**Task input**
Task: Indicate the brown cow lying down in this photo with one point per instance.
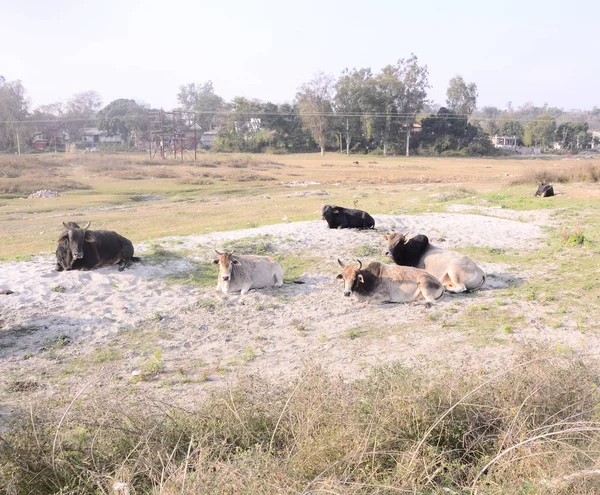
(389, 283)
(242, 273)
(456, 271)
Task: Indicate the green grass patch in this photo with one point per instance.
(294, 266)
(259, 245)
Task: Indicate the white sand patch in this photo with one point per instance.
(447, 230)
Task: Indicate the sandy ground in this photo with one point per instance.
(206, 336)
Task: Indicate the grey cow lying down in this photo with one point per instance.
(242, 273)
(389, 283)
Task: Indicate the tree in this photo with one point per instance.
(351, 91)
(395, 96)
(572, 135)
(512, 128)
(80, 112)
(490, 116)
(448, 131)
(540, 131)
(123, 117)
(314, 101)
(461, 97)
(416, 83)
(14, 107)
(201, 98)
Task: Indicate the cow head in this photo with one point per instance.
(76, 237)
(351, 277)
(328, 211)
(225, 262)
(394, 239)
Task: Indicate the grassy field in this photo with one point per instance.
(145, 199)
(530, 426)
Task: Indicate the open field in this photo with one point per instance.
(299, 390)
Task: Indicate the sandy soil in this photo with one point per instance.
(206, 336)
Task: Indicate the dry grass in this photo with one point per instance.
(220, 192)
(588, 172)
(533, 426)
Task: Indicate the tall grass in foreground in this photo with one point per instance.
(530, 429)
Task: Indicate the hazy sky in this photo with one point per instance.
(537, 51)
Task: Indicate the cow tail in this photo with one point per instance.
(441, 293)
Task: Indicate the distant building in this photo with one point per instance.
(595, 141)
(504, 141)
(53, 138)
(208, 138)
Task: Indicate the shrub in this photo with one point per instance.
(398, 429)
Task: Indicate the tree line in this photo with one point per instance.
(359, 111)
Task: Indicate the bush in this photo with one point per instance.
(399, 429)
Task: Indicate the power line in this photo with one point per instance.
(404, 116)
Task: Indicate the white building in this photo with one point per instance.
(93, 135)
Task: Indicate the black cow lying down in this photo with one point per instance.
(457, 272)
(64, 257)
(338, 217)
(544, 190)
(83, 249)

**Task to complete**
Put the listing above into a two-column CSV with the header "instruction" and "points", one row per labeling line, holding its text and its coordinates, each as a single quoted field with line breaks replaced by spaces. Cover every entry and leave the pictures out.

**Full answer**
instruction,points
"Task: Indicate the brown cow lying down in this photo with one point per instance.","(389, 283) (242, 273) (456, 271)"
"Task: Indicate the green grass patch in this photo with one point per instance.","(294, 266) (259, 245)"
"Task: Indicate the white sand patch in this photo with one point per instance.","(447, 230)"
"Task: Indicate the sandy ground in this photo with one point per instance.","(206, 336)"
"Task: Indicate the grey cow lying down in this photo with one point per instance.","(242, 273) (389, 283)"
"Task: Indicate the tree in this photo with one point per instance.","(351, 91) (395, 96) (572, 135) (512, 128) (80, 112) (490, 116) (448, 131) (540, 131) (123, 117) (314, 101) (461, 97) (416, 83) (14, 107) (201, 98)"
"Task: Indicate the cow head in this photo with one point per instance.","(76, 237) (351, 277) (328, 211) (225, 262) (394, 239)"
"Task: Indicate the grassy field in this photo with one point per instance.","(145, 199) (530, 426)"
"Task: Indicate the open field in this photo with one point per instance.","(299, 390)"
"Task: Indicate the sandy soil in this photo with one point per instance.","(206, 336)"
"Task: Indicate the dry grass in this photo with one point per instance.","(220, 192) (588, 172) (533, 426)"
"Task: Indicate the tall grass in foreground in this photo with one point per instance.","(530, 429)"
"Task: Indicate the hazy sky in this photo with one point per instance.","(537, 51)"
"Task: Indicate the cow tail in this photo with one point per instance.","(441, 293)"
"Task: Indicate the distant building in this photo with one point per instance.","(595, 141) (504, 141) (53, 138) (208, 138)"
"Task: Indicate the shrub in this photo with one point per instance.","(398, 429)"
"Task: Indicate the tree line in this photo with one point per instance.","(359, 111)"
"Task: Indicate the bush in this photo with one point per instance.","(399, 429)"
"Task: Indicate the power line in this photo with one point per instance.","(404, 116)"
"Task: Indicate the white building in this photo with one point per instance.","(93, 135)"
"Task: Indicate the black cow lying down in this photo with one point per instance.","(457, 272) (64, 257) (338, 217) (544, 190) (83, 249)"